_PROBLEM TO SOLVE_
Every line from the one with "Exercise. Put one point on each instance of the dark" to the end of the entries, both included, is to be copied exactly; the other lines stay out.

Entries taken from a collection:
☆ ☆ ☆ ☆ ☆ ☆ ☆
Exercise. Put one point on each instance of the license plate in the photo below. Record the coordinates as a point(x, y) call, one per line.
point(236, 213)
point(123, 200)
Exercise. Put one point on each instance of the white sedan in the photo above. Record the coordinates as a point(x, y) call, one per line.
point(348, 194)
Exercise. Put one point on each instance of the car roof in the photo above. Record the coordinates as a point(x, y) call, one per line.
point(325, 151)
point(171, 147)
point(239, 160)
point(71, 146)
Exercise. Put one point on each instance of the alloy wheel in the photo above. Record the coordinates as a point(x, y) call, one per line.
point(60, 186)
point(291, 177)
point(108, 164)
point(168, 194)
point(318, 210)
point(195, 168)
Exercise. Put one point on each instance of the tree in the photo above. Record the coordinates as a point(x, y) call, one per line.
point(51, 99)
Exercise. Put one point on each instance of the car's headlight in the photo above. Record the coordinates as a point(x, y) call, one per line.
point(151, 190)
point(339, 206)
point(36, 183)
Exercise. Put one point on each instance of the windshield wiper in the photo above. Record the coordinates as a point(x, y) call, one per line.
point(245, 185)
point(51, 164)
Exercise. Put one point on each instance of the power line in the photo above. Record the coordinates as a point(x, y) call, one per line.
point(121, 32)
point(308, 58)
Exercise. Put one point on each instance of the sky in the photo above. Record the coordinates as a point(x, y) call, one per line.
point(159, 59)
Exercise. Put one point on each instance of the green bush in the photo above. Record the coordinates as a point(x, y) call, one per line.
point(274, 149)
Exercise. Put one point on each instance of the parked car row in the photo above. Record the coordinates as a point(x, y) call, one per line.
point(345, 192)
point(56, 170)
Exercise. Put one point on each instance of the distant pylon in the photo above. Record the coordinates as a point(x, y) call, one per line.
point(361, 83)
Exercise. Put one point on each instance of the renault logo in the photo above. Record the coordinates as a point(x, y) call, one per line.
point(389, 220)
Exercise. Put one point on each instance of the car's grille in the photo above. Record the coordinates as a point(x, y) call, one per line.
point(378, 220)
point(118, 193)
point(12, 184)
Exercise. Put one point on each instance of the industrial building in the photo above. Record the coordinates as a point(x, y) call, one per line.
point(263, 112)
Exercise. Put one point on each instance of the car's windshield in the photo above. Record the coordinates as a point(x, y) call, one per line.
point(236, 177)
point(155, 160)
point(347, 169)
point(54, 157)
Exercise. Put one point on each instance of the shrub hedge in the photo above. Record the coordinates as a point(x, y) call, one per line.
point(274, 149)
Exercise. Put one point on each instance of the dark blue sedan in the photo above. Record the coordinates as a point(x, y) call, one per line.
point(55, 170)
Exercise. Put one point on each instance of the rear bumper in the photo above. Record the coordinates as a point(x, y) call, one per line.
☆ ☆ ☆ ☆ ☆ ☆ ☆
_RESPONSE TO THE EXERCISE_
Exercise. Put one point on each instance of the dark blue sedan in the photo above. Record the coordinates as a point(x, y) call, one per line.
point(55, 170)
Exercise. Put one point on each instance of the rear bumper in the photo above. Record the coordinates as a point(x, y) call, one per line.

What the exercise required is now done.